[DO THIS]
Rescale the rows from the start through the line containing "92;28;100;47" by repeating each line, requests included, with every box coordinate in the results multiplied by 2.3 and rounded to a whole number (halves round up). Keep the numbers in the requests and format samples unchanged, and leave the pictures out.

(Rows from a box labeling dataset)
+++
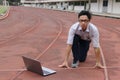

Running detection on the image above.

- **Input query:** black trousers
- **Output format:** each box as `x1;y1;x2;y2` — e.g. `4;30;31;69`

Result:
72;34;91;63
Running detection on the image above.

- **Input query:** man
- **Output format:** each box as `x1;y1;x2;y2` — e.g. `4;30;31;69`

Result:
59;10;103;68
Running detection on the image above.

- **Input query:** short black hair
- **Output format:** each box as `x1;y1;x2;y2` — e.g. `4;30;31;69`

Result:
78;10;92;20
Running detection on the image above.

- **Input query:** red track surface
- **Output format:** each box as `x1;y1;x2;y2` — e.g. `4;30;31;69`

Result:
0;7;120;80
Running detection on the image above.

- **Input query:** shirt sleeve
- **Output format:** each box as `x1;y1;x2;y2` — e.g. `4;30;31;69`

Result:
92;28;100;47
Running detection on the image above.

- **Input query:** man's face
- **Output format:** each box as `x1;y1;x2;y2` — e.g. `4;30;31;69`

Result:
78;15;90;30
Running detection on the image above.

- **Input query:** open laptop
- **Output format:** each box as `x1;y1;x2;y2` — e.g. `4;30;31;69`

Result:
22;56;56;76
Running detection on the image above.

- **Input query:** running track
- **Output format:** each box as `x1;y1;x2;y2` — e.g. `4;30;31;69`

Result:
0;7;120;80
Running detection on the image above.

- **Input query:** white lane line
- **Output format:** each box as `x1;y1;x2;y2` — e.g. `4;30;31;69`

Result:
100;46;109;80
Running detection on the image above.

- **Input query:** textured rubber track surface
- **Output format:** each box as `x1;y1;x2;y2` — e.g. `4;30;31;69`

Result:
0;7;120;80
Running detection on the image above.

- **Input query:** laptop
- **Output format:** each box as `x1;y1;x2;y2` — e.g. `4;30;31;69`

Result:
22;56;56;76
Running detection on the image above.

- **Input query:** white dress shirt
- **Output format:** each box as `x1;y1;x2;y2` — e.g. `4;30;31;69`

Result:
67;22;99;47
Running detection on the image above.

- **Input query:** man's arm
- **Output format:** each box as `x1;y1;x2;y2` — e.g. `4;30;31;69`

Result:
59;44;72;68
94;47;103;68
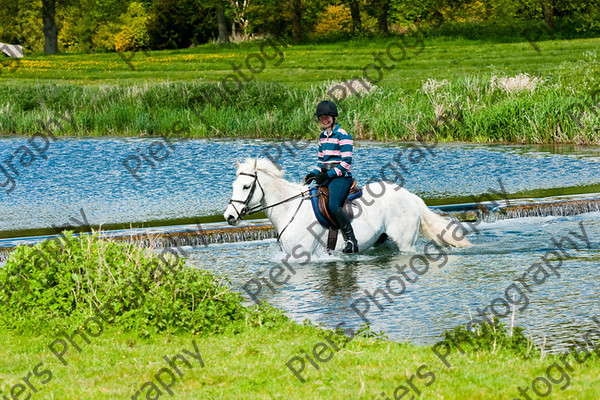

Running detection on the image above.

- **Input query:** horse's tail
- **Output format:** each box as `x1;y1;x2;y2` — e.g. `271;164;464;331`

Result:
416;196;471;247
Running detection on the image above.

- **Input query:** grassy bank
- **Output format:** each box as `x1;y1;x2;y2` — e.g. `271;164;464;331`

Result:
0;36;600;144
0;323;600;400
0;234;600;400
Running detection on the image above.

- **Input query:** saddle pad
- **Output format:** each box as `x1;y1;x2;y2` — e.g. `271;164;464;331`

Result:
309;179;363;228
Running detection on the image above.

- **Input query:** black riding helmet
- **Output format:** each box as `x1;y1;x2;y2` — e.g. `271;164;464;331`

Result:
315;100;338;118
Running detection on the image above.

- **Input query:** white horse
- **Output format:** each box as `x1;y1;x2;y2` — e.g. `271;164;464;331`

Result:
223;158;471;256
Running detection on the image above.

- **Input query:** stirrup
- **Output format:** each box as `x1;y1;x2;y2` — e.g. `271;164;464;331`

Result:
342;240;358;254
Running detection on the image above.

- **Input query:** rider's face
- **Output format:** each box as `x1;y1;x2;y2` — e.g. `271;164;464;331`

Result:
319;115;333;128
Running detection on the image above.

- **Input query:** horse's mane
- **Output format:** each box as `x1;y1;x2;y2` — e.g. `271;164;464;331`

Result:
236;158;284;179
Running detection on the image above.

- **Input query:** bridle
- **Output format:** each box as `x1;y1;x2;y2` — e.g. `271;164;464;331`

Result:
229;172;309;241
229;172;265;219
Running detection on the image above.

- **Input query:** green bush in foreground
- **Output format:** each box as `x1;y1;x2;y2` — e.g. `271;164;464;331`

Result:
0;234;285;335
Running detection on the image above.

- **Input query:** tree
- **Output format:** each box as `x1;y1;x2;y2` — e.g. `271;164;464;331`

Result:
42;0;58;54
229;0;250;37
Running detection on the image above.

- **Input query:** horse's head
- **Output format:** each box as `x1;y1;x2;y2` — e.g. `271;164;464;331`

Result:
223;158;274;225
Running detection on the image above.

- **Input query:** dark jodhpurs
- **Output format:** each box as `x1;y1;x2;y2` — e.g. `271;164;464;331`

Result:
324;176;354;215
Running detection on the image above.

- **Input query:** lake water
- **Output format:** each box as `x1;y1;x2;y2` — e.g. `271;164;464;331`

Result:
0;137;600;347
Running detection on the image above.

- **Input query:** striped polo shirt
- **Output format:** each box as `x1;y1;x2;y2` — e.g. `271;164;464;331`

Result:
313;124;354;178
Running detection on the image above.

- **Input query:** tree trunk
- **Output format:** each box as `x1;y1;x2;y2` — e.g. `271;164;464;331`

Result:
42;0;58;54
350;0;362;33
375;0;390;35
291;0;304;42
216;0;229;43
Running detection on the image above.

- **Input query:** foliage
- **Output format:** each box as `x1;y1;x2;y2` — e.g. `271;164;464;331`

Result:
114;2;149;51
444;317;539;357
0;0;600;52
314;4;352;37
0;233;284;335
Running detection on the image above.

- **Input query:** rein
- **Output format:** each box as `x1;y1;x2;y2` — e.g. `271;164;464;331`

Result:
229;172;309;242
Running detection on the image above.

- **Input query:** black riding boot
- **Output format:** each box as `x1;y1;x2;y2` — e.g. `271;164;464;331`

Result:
334;207;358;253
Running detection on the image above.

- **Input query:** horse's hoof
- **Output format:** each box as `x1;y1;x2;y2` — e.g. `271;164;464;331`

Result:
342;240;358;254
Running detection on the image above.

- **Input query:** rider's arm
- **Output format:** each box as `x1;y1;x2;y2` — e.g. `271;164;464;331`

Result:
+++
[SOLUTION FOR THIS TASK]
Running detection on the image above.

- **Input query:** black trousers
- **Output format:** each box as `x1;y1;x2;y2` — e.g. `4;30;31;69`

Result:
166;78;209;145
Running detection on the image above.

- **Input query:** man
- **Output format:** each box as `x1;y1;x2;y2` — e.g. `4;30;31;69`

Result:
136;23;237;156
Running detection on the image above.

- **Input query:** short black hair
- **Output format:** each box as `x1;y1;x2;y2` — e.g. `4;30;31;69`

Result:
179;23;212;46
Running detection on the image above.

- **Input query:** red track surface
- **Output format:** each box as `x1;y1;x2;y2` — e.g. `4;30;31;69`

Result:
0;16;276;184
Running detection on the image above.

- **Input query:** shirt sleeve
- **Output format:** each box as `x1;y1;x2;y2` — e.g. `4;30;31;69`

Result:
212;64;230;108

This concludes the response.